▶ [WHAT YOU SHOULD DO]: Your answer should be every line of the entries that has the string "rough" in it.

▶ [SUPPLIED INFORMATION]:

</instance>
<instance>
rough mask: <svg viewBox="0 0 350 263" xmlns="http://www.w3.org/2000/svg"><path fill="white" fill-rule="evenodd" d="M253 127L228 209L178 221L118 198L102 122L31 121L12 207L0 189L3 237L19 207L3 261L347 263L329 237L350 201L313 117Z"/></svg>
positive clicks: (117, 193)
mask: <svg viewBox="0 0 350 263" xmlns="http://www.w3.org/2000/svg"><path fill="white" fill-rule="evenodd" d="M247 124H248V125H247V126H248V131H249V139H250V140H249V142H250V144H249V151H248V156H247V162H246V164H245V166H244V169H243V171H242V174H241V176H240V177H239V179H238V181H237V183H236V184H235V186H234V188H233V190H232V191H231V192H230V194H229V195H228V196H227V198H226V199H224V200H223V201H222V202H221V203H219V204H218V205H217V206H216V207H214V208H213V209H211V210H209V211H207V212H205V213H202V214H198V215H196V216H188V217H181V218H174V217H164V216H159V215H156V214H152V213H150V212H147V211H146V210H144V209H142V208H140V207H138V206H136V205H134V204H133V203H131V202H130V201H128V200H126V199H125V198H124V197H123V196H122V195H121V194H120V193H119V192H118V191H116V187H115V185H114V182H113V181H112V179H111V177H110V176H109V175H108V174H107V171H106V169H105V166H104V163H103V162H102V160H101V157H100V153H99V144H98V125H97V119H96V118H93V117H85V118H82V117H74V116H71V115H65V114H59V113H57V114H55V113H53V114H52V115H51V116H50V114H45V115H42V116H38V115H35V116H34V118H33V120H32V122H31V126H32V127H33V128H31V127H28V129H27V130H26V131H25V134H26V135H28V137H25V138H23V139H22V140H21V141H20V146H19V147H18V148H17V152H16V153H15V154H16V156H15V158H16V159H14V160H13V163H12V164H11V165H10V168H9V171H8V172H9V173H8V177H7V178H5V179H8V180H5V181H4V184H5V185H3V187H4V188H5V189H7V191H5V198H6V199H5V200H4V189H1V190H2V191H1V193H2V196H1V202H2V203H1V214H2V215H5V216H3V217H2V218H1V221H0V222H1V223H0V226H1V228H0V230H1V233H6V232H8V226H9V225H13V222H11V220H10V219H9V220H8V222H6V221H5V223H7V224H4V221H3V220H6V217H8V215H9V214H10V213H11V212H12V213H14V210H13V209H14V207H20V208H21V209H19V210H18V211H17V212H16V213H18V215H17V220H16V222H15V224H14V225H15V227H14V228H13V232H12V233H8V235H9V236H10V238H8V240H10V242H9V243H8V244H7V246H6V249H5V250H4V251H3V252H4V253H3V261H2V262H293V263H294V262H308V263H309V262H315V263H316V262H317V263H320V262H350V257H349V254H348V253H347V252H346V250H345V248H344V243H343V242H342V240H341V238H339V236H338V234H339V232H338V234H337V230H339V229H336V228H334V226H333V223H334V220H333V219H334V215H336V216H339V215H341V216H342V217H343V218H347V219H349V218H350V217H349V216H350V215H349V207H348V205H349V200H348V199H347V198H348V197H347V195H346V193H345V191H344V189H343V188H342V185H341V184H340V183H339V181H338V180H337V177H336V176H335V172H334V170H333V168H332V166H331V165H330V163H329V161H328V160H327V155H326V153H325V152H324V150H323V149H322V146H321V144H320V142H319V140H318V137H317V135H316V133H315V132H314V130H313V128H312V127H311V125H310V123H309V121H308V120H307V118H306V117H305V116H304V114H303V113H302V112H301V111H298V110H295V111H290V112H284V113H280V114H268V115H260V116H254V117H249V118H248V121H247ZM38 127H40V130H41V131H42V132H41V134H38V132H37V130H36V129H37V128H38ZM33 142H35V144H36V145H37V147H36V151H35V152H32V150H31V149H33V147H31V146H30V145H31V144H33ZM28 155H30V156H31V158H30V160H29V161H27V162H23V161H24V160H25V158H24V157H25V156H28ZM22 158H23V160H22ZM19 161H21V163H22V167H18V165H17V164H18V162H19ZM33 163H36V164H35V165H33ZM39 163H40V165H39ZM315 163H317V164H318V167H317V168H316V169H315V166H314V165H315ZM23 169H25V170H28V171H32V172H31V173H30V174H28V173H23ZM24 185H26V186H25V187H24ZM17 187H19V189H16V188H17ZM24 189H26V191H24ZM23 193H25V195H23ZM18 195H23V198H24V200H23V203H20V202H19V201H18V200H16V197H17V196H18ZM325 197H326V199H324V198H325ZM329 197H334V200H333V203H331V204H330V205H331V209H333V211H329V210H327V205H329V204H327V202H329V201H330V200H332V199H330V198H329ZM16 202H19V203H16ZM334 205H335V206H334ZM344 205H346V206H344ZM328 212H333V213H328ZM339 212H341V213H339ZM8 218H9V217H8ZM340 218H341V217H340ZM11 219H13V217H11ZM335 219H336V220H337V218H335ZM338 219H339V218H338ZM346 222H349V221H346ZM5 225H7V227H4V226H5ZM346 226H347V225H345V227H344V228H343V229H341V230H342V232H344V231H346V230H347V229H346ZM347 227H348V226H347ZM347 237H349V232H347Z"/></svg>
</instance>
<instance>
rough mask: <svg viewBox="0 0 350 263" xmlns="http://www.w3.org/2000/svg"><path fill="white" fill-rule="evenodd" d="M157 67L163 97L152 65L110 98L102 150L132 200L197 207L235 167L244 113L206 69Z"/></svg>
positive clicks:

▶ [RESPONSE AREA]:
rough mask: <svg viewBox="0 0 350 263" xmlns="http://www.w3.org/2000/svg"><path fill="white" fill-rule="evenodd" d="M253 127L228 209L178 221L118 198L102 122L31 121L12 207L0 189L3 237L19 207L3 261L347 263L329 237L350 201L313 117Z"/></svg>
rough mask: <svg viewBox="0 0 350 263" xmlns="http://www.w3.org/2000/svg"><path fill="white" fill-rule="evenodd" d="M157 67L163 97L152 65L110 98L102 150L132 200L197 207L235 167L244 113L206 69Z"/></svg>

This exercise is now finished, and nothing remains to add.